• Daftar Tugas
1) Sebutkan semua nama tempat (kota, provinsi, atau negara) yang muncul dalam teks tentang pelayanan publik inklusif.
2) Ulangi bagian teks tentang pelayanan publik inklusif yang dibuka dengan kata-kata berisi "Pekanbaru – Pemerintah dewasa" dan ditutup dengan "ramah bagi kaum disabilitas.".

• Kutipan Terpilih
DE

Hak Asasi Manusia
Memperjuangkan Pelayanan Publik Inklusif: Tantangan dan Harapan bagi Kaum Disabilitas di Indonesia

kln
© Kementrian Hukum dan HAM Republik Indonesia

Pekanbaru – Pemerintah dewasa ini terus berusaha memberikan pelayanan publik yang baik kepada masyarakat, termasuk di dalamnya pelayanan publik bagi kaum disabilitas. Namun, dalam perjalanannya, pelayanan publik yang ada di Indonesia saat ini masih belum memenuhi semua kriteria yang dibutuhkan kaum disabilitas. Kemenkumham pun diminta dapat meningkatkan pelayanan publik yang ramah bagi kaum disabilitas.

Hal tersebut disampaikan oleh Pekerja Sosial Ahli Muda di Dinas Sosial Provinsi Riau, Rita Romawli Simanjuntak, dalam Diseminasi Pelayanan Publik Berbasis Hak Asasi Manusia (HAM) Menuju Pelayanan Publik Inklusif, di Pekanbaru, Riau.

Menurut Rita, terdapat tiga kendala yang dihadapi dirinya dan teman-teman komunitas penyandang disabilitas dalam pelayanan publik yang ada di Indonesia.

• Data Ditampilkan

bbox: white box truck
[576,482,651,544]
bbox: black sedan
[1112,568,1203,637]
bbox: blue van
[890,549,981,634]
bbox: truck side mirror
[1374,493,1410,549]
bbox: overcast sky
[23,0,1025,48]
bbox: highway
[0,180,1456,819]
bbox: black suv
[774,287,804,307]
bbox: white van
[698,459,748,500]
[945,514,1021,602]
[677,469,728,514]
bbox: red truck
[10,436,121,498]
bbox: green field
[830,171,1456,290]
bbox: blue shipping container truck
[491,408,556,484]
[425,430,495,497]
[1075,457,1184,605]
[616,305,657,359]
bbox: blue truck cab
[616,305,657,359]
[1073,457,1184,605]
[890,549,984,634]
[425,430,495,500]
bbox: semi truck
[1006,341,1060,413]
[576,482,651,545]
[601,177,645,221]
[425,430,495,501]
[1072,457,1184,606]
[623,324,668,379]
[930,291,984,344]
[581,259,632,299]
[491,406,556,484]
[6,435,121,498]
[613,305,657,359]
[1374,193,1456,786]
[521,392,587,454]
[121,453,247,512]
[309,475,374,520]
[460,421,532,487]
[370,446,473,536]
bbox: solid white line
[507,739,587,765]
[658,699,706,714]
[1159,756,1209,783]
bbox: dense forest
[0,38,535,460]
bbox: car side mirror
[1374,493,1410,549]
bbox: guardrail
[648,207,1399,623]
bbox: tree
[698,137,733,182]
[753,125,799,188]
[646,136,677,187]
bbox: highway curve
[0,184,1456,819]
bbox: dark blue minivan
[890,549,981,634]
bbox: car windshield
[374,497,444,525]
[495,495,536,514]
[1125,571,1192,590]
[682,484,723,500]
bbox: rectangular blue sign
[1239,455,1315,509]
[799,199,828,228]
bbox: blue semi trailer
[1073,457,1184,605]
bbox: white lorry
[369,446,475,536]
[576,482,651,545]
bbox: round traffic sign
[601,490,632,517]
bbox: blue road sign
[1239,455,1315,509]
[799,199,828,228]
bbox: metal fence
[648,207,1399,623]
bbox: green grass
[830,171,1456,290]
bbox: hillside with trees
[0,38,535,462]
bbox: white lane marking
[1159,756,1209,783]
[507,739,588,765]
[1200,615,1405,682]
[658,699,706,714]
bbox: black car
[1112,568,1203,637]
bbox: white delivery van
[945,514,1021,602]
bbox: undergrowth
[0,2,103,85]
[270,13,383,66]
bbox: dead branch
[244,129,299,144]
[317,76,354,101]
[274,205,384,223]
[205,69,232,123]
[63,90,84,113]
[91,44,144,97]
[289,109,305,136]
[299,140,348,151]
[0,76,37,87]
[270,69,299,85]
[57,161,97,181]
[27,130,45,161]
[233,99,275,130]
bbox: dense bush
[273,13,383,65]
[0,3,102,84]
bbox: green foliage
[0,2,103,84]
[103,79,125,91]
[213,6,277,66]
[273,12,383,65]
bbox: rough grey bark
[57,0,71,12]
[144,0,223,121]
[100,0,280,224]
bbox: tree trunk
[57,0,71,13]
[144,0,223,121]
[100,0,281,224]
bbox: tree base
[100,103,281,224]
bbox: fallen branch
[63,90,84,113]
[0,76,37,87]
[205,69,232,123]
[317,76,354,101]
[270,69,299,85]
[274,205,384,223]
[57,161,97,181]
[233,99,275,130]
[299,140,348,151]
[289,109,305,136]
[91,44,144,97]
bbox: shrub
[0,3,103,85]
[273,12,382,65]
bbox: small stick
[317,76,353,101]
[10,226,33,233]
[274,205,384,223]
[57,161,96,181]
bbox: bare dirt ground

• Hasil per Tugas
1) Pekanbaru, Riau, Indonesia

2)
Pekanbaru – Pemerintah dewasa ini terus berusaha memberikan pelayanan publik yang baik kepada masyarakat, termasuk di dalamnya pelayanan publik bagi kaum disabilitas. Namun, dalam perjalanannya, pelayanan publik yang ada di Indonesia saat ini masih belum memenuhi semua kriteria yang dibutuhkan kaum disabilitas. Kemenkumham pun diminta dapat meningkatkan pelayanan publik yang ramah bagi kaum disabilitas.